-------- Material provided --------

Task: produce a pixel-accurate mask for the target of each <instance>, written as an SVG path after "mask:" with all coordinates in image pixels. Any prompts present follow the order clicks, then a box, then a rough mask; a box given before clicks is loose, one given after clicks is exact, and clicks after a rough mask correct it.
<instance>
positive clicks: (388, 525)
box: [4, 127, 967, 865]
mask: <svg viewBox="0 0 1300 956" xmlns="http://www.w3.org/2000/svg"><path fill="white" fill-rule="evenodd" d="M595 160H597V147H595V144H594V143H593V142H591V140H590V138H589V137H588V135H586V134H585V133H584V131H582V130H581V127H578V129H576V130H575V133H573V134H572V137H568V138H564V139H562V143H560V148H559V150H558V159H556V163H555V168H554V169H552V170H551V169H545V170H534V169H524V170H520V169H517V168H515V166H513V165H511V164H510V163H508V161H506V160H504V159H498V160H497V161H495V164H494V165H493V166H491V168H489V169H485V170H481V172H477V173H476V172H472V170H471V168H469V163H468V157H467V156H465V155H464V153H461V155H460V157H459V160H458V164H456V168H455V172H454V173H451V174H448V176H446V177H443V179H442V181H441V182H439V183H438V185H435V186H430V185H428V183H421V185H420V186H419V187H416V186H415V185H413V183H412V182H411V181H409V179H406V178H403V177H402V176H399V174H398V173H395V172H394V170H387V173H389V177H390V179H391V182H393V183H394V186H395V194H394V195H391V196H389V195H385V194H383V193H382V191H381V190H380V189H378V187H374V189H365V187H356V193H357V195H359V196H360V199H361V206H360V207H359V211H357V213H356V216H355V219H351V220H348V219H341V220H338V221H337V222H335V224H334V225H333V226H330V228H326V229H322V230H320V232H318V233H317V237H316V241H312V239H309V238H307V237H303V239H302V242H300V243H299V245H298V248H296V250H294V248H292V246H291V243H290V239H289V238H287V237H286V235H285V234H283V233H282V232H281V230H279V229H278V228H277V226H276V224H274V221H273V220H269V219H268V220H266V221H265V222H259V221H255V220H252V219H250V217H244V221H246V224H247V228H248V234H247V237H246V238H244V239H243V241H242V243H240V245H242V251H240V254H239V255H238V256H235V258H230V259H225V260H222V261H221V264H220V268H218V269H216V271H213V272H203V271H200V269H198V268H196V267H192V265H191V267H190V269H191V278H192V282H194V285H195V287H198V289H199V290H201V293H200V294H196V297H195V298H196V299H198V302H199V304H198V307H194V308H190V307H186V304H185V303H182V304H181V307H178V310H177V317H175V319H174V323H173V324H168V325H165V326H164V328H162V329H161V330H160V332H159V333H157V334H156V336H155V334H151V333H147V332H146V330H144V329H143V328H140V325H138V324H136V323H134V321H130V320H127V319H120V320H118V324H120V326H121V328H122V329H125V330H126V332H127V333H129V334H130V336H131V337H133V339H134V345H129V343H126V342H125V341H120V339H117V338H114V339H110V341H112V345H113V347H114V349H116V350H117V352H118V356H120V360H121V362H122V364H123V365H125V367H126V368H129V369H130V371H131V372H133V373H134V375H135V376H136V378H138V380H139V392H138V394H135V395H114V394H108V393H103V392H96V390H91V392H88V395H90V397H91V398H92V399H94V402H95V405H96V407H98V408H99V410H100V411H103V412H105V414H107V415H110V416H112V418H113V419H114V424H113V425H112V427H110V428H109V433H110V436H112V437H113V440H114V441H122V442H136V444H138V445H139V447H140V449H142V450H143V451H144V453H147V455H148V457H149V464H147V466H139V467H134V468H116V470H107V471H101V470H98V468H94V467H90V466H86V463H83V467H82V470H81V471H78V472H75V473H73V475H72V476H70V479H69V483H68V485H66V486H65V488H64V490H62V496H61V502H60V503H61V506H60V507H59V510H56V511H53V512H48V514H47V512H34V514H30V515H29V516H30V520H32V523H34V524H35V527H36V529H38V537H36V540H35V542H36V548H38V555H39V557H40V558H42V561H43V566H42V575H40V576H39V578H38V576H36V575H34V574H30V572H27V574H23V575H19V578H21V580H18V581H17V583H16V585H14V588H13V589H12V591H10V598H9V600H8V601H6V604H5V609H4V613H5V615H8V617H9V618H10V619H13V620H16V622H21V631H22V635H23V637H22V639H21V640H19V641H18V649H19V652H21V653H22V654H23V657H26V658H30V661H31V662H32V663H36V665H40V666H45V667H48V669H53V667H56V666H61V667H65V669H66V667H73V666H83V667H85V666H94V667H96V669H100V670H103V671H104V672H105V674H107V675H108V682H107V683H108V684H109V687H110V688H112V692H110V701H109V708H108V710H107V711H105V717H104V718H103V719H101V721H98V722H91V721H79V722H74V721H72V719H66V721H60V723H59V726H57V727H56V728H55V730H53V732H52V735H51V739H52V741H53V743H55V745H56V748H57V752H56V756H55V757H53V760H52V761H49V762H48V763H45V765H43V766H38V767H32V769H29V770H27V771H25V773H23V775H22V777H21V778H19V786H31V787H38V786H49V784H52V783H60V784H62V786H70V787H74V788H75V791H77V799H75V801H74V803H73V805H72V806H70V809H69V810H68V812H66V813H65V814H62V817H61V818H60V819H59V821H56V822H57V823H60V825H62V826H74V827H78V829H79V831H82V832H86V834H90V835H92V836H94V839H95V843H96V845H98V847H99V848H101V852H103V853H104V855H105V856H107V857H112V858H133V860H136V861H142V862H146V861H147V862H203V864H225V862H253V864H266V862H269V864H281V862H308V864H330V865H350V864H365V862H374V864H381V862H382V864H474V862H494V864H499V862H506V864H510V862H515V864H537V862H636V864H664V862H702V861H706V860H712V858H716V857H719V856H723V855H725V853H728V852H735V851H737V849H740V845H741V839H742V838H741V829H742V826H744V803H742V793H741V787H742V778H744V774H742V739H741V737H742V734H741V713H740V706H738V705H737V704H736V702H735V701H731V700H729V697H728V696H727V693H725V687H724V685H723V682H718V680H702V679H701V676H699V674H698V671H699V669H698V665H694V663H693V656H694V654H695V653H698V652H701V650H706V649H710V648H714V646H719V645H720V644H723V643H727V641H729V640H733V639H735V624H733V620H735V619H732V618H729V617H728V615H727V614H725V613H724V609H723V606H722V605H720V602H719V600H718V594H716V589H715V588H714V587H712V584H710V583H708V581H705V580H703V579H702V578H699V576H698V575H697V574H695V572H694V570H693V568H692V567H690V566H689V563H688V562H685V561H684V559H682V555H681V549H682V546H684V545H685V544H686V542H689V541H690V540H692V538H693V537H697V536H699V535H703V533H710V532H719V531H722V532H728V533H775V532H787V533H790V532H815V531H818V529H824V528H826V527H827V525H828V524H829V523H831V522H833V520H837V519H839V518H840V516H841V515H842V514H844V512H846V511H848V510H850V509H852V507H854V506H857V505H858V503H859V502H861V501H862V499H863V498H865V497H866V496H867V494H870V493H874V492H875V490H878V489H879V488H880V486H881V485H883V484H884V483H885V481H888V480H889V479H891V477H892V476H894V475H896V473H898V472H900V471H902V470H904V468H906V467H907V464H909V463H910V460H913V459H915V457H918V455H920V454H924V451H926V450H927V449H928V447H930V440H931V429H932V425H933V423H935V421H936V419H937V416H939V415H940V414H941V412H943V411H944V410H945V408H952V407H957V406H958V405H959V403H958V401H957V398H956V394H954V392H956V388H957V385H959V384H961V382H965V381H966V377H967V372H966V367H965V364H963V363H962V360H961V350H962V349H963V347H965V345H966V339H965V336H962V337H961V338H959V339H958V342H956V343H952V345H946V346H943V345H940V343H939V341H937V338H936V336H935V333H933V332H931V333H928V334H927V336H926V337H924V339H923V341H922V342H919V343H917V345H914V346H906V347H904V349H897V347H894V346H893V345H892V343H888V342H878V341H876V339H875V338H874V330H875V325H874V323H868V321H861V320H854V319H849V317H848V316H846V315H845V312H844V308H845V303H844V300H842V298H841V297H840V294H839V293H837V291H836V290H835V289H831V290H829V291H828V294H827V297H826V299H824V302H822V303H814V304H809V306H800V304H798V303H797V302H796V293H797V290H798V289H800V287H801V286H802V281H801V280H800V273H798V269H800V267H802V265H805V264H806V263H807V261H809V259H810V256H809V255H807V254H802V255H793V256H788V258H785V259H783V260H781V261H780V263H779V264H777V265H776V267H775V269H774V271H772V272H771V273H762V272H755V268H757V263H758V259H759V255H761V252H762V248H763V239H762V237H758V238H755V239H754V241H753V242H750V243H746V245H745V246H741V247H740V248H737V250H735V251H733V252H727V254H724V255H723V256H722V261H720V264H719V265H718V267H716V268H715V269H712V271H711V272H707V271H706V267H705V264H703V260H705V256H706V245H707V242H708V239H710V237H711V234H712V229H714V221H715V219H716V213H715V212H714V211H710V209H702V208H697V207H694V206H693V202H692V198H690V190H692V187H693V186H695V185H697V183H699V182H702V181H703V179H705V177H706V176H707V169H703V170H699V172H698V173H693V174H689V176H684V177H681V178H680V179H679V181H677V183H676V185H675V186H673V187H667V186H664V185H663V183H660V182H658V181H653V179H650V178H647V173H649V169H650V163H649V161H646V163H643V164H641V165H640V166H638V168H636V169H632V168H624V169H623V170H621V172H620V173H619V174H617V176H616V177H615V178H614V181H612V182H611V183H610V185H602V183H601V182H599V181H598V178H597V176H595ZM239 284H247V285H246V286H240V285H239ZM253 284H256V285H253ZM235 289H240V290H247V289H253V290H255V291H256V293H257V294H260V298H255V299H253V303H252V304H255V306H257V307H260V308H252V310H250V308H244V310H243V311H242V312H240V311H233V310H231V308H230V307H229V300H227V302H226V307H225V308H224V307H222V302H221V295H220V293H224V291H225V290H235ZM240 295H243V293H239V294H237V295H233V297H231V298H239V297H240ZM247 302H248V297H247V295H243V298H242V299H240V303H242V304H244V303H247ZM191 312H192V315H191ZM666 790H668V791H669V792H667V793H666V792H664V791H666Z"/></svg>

--------

**Assignment:**
Output the listing from its first line up to and including the line with "box: [4, 127, 967, 865]" as a Markdown table with the columns No. and Line. Number each row and leave out any blank lines.

**Answer to the problem:**
| No. | Line |
|---|---|
| 1 | Task: produce a pixel-accurate mask for the target of each <instance>, written as an SVG path after "mask:" with all coordinates in image pixels. Any prompts present follow the order clicks, then a box, then a rough mask; a box given before clicks is loose, one given after clicks is exact, and clicks after a rough mask correct it. |
| 2 | <instance> |
| 3 | positive clicks: (388, 525) |
| 4 | box: [4, 127, 967, 865] |